__Supplied passage__
>>>
Is scaling down possible?

itooo · May 10, 2023, 4:47pm

Hi Neon!

First congratulations for what you built, this is amazing and would probably be perfect fit for my workloads.
I read many of your technical blog posts (I kinda like to understand stuff before using it ), especially the one about how you achieved scaling (Scaling serverless Postgres: How we implement autoscaling - Neon). Very clever!

I was wondering if it was possible to scale down the DBs because I couldn’t figure how you could possibly force postgres to release memory which was acquired when more RAM was allocated. I must be missing something…

Cheers!

sharnoff · May 10, 2023, 5:29pm

Hey! Glad to hear you’ve been enjoying the posts! Scaling down is possible — it’s also interesting from a technical perspective because you’re right that normally we’d have to release all the memory allocated in a memory slot.

However: the Linux kernel supports marking memory slots as “migratable”, so that the physical address can be changed, to move away from the memory slot, while keeping the address exposed to user software like postgres the same. There’s some more information about that here: Memory Hot(Un)Plug — The Linux Kernel documentation

Back to autoscaling: Currently scaling decisions (aside from immediate reactions to almost-OOM) are made by the autoscaler-agent, which right now only looks at load average. So as long as the load average is sufficiently lower than what it should be for the current allocation, we’ll try to downscale (provided postgres’ memory usage is low enough, validated by the vm-informant). And because we have a fixed ratio between CPU and memory, downscaling always includes unplugging some memory.

Thankfully, all the stuff around migrating memory pages is handled by QEMU + the kernel, so we don’t need to deal with it directly

itooo · May 10, 2023, 6:59pm

Thanks for your blazingly fast answer!

I have read the documentation you linked to but I fail to see how this would help… let’s say PG process uses 3GB RAM out of 4GB available, and the downscale process “unplugs” 2G to scale down to 2G available. That is 1G which was used by PG which suddenly “disappears”.
It would most probably be catastrophic anyways to tell any process that a random part of it’s allocated memory is now unavailable, so data must be relocated somewhere else, where does this data go? is it relocated to swap?

(Looks like there is clever magic happening, maybe this would be a nice addition to your blog post )
<<<
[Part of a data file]
>>>
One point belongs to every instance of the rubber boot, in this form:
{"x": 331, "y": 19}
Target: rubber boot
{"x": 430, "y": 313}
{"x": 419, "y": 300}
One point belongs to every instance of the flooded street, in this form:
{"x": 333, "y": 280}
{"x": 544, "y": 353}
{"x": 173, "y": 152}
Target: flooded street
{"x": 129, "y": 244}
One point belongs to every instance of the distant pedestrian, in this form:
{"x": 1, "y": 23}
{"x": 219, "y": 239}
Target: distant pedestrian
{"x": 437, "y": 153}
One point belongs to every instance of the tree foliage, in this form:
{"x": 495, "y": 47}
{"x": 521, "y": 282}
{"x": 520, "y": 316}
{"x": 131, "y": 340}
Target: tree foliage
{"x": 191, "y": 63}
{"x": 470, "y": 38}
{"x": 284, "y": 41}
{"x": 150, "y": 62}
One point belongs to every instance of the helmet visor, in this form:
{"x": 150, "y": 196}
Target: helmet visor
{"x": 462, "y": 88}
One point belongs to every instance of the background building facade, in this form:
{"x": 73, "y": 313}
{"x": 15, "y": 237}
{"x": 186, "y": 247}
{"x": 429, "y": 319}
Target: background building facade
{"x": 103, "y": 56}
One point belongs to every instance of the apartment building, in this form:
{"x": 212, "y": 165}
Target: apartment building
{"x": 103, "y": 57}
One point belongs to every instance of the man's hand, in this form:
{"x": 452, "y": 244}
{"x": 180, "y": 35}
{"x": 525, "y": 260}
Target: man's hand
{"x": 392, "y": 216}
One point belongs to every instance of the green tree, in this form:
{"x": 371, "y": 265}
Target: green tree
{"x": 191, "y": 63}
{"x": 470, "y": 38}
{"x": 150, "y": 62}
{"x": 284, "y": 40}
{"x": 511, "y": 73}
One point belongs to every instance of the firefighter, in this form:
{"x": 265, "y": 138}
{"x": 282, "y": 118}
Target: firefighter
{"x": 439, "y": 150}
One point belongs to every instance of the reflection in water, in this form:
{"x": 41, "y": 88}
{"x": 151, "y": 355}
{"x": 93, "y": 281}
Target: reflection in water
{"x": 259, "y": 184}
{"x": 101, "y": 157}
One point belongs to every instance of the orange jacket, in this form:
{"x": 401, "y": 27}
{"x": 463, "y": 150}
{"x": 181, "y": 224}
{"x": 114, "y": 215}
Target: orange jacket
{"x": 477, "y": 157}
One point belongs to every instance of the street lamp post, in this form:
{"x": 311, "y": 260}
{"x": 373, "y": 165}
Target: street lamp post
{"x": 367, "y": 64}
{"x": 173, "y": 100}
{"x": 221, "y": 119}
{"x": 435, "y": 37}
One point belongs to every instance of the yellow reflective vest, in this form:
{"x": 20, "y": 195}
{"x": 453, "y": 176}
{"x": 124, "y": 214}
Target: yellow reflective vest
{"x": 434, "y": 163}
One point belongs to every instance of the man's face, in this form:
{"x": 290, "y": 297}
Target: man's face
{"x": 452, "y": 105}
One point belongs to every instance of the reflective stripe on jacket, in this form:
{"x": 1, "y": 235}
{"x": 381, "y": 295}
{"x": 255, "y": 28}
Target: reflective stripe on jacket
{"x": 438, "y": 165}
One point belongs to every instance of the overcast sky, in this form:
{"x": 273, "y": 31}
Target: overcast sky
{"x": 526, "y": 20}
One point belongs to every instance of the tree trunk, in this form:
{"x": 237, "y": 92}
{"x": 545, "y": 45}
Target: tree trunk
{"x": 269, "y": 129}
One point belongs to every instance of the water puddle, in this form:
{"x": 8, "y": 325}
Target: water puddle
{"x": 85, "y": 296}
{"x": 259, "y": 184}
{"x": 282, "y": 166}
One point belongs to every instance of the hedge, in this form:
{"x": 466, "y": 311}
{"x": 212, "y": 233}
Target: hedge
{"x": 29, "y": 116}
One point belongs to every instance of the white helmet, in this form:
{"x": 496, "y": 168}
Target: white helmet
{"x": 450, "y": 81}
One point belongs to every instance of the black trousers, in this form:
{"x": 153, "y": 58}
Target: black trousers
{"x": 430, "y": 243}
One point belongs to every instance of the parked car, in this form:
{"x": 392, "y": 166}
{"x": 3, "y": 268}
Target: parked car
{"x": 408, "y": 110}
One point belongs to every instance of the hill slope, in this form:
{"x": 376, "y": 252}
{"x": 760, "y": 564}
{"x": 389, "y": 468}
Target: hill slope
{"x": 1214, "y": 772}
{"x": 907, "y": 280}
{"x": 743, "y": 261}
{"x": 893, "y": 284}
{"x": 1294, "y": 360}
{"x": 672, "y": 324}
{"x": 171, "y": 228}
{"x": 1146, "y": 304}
<<<
__Stated problem__
According to the forum thread, what is the only thing the autoscaler-agent currently looks at when it makes scaling decisions?

__The reply__
Load average.